--- START ---

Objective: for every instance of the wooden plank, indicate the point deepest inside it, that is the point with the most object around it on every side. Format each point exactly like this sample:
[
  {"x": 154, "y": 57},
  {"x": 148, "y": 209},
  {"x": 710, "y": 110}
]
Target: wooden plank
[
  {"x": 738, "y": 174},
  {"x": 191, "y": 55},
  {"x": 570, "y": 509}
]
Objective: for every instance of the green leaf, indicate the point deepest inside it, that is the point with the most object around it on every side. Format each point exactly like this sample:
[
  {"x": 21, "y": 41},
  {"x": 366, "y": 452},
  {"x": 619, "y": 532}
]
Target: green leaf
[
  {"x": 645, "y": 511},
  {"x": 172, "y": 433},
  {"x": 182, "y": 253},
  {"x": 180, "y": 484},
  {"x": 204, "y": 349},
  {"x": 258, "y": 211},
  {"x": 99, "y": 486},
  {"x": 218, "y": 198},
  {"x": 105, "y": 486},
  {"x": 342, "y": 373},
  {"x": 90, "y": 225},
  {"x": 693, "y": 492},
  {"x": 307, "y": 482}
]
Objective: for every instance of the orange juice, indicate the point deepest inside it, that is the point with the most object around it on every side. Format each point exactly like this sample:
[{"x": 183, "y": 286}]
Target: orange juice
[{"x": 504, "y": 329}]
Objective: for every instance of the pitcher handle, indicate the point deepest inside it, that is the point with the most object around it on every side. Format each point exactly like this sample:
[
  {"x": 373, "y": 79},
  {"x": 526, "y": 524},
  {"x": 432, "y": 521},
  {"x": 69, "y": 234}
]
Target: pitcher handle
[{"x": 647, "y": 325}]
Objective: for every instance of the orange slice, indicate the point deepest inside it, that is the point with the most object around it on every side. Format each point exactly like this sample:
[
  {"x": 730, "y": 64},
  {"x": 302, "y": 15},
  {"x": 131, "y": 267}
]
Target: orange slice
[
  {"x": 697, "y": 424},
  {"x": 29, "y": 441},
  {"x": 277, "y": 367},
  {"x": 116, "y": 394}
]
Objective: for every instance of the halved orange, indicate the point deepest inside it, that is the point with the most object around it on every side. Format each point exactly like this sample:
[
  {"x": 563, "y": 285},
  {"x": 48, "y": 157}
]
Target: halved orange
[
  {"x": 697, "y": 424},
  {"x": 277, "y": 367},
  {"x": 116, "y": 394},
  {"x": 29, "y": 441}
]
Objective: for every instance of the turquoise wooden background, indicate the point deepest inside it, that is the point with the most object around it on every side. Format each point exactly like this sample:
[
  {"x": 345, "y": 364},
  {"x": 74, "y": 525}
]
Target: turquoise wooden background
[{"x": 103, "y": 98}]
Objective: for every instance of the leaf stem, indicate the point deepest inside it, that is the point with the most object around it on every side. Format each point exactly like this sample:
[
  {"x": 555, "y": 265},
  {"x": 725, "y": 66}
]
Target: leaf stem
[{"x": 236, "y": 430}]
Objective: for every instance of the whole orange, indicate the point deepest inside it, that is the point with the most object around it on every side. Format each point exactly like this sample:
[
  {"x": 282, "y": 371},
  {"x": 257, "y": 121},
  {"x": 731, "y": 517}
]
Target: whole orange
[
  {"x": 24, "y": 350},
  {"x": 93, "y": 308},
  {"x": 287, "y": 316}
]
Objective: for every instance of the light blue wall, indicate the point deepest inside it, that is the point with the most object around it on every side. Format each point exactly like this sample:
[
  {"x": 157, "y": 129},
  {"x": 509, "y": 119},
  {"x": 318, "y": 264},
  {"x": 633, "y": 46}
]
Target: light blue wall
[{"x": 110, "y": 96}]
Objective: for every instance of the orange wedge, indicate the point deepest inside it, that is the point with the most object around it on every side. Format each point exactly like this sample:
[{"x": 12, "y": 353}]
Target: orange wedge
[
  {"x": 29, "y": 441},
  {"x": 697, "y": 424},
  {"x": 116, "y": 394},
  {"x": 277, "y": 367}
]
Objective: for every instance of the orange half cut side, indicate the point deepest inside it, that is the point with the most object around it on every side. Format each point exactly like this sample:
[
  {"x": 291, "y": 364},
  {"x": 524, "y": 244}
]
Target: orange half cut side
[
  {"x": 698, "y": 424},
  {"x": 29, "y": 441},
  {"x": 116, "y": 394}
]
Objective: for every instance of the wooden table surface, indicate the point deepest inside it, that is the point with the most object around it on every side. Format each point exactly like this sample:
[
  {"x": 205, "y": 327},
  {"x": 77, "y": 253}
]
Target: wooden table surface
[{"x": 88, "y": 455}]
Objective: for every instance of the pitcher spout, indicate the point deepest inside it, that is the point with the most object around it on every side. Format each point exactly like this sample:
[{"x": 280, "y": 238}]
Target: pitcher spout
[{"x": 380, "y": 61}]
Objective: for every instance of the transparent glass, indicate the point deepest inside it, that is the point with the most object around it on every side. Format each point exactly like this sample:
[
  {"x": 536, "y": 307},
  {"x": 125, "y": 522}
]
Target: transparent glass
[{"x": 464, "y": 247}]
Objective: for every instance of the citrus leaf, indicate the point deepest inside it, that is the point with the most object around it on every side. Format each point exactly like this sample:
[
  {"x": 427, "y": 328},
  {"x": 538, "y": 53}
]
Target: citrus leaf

--- END ---

WHAT THE TASK REQUIRES: The answer should be an exact copy of the lines from the one containing "Target: orange half cut side" through the last line of the entries, both included.

OUTPUT FOR THIS TASK:
Target: orange half cut side
[
  {"x": 698, "y": 424},
  {"x": 29, "y": 441},
  {"x": 116, "y": 394}
]
Objective: for every instance of the wooden table surface, indicate the point deepest inside it, that is the point with the most object around it on every side. Format each point exactly like this sample:
[
  {"x": 205, "y": 327},
  {"x": 77, "y": 253}
]
Target: wooden table surface
[{"x": 88, "y": 455}]
Objective: for every instance of the pitcher spout, indicate the point deepest inside it, that is the point with the most object around it on every side. Format each point exactly like this sample:
[{"x": 280, "y": 238}]
Target: pitcher spout
[{"x": 380, "y": 61}]
Objective: for every instance of the transparent glass, indicate the point deepest inside it, that is the point with the most object around it on every side. Format each point exactly like this sample:
[
  {"x": 536, "y": 307},
  {"x": 125, "y": 522}
]
Target: transparent glass
[{"x": 464, "y": 247}]
Objective: for every instance of the citrus leaf, indicate the point deepest inside it, that is the point with the most object around it on every side. Format each point exactly like this sample:
[
  {"x": 427, "y": 328},
  {"x": 538, "y": 53}
]
Target: citrus leaf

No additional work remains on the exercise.